REQUIREMENT =>
Write every record out again exactly as shown below.

AVAILABLE DATA =>
[Start of section]
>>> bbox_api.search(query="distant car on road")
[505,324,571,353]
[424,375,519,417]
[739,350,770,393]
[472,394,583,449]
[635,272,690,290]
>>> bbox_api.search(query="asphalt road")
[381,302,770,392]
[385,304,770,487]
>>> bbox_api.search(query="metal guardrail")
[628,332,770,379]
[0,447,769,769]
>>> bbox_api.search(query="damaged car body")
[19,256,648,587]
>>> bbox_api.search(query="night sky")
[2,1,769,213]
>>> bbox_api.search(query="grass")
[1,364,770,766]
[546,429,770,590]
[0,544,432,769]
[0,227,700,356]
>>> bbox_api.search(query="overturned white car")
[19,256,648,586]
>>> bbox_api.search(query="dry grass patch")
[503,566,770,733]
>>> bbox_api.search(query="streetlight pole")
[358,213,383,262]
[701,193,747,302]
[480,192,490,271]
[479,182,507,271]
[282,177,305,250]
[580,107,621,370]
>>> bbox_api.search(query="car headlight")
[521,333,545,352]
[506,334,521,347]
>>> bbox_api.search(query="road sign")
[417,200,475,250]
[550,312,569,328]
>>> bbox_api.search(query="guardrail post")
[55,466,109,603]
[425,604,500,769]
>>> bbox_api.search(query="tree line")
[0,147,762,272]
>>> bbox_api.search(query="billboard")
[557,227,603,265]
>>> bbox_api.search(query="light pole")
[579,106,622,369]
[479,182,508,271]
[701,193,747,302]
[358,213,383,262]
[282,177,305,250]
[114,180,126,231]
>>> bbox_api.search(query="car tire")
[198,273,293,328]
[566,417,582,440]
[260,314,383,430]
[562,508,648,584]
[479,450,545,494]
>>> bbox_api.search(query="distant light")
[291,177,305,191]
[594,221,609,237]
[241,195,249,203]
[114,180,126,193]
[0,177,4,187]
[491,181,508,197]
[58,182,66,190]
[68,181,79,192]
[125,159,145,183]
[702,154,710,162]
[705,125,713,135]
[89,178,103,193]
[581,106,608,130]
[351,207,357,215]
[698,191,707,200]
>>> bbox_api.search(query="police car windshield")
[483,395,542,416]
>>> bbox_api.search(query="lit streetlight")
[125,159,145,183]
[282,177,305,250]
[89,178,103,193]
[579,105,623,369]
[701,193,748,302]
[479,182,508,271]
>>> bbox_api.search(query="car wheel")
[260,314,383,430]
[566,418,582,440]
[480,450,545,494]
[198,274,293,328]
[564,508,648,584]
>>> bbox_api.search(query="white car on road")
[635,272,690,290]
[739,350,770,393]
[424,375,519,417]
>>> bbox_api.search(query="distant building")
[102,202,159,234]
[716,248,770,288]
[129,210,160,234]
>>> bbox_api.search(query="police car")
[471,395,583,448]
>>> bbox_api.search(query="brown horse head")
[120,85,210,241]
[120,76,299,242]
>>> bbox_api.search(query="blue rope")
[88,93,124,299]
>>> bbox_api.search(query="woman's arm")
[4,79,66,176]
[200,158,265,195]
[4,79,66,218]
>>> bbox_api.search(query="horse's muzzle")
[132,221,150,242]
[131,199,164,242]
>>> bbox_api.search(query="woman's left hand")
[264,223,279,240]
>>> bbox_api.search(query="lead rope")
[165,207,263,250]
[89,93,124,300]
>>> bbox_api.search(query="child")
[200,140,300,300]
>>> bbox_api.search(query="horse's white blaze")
[End of section]
SOLUTION TO THIS PROBLEM =>
>>> bbox_api.search(query="distant car on road")
[505,324,571,353]
[424,375,519,417]
[739,350,770,393]
[472,394,583,449]
[635,272,690,290]
>>> bbox_api.search(query="asphalt road")
[381,302,770,392]
[385,304,770,487]
>>> bbox_api.search(query="metal guardrail")
[628,332,770,379]
[0,447,769,769]
>>> bbox_api.search(query="damaged car body")
[19,256,648,587]
>>> bbox_api.search(query="night sky")
[2,1,769,213]
>>> bbox_api.search(query="grass")
[1,364,770,766]
[546,429,770,590]
[0,544,432,769]
[0,227,700,356]
>>> bbox_api.search(query="overturned white car")
[19,256,648,586]
>>> bbox_api.search(query="dry grass patch")
[503,566,770,733]
>>> bbox_api.search(query="streetlight pole")
[358,213,383,262]
[701,193,747,302]
[480,192,490,271]
[479,182,507,271]
[282,177,305,250]
[580,107,621,370]
>>> bbox_api.search(query="car headlight")
[521,333,545,352]
[506,334,521,347]
>>> bbox_api.search(query="road sign")
[417,200,475,250]
[550,312,569,328]
>>> bbox_api.search(query="guardrail post")
[55,466,109,603]
[425,604,500,769]
>>> bbox_api.search(query="tree line")
[0,147,762,272]
>>> bbox_api.search(query="billboard")
[557,227,603,265]
>>> bbox_api.search(query="light pole")
[579,106,622,369]
[479,182,508,271]
[701,193,747,302]
[358,213,383,262]
[282,177,305,250]
[114,180,126,231]
>>> bbox_api.search(query="car tire")
[198,273,293,328]
[566,417,582,440]
[260,314,383,430]
[562,508,648,584]
[479,450,545,494]
>>> bbox_api.search(query="distant light")
[291,177,305,191]
[594,221,609,237]
[241,195,249,203]
[114,180,126,193]
[0,177,4,187]
[491,181,508,197]
[58,182,66,190]
[68,181,79,192]
[125,159,145,183]
[702,154,710,162]
[705,125,713,135]
[89,178,103,193]
[581,106,608,130]
[351,207,357,215]
[698,191,707,200]
>>> bbox_api.search(query="police car windshield")
[483,395,542,416]
>>> bbox_api.search(query="lit streetlight")
[125,159,145,183]
[282,177,305,250]
[89,178,103,193]
[579,105,623,369]
[701,193,748,302]
[479,182,508,271]
>>> bbox_api.search(query="car wheel")
[260,314,383,430]
[566,418,582,440]
[480,450,545,494]
[198,274,293,328]
[564,508,648,584]
>>> bbox_api.search(query="white car on road")
[635,272,690,290]
[739,350,770,393]
[424,375,519,417]
>>> bbox_api.search(query="distant building")
[102,202,159,234]
[716,248,770,288]
[129,210,160,234]
>>> bbox_api.search(query="police car")
[471,395,583,448]
>>> bbox_api.search(query="brown horse head")
[120,85,210,241]
[120,76,299,242]
>>> bbox_api.search(query="blue rope")
[88,93,124,299]
>>> bbox_api.search(query="woman's arm")
[4,79,66,176]
[200,158,265,195]
[4,79,66,218]
>>> bbox_api.search(query="horse's muzzle")
[132,221,150,242]
[131,199,164,242]
>>> bbox_api.search(query="woman's left hand")
[264,223,279,240]
>>> bbox_api.search(query="lead rope")
[165,207,263,250]
[89,93,124,300]
>>> bbox_api.search(query="child")
[200,140,300,300]
>>> bbox_api.search(query="horse's white blaze")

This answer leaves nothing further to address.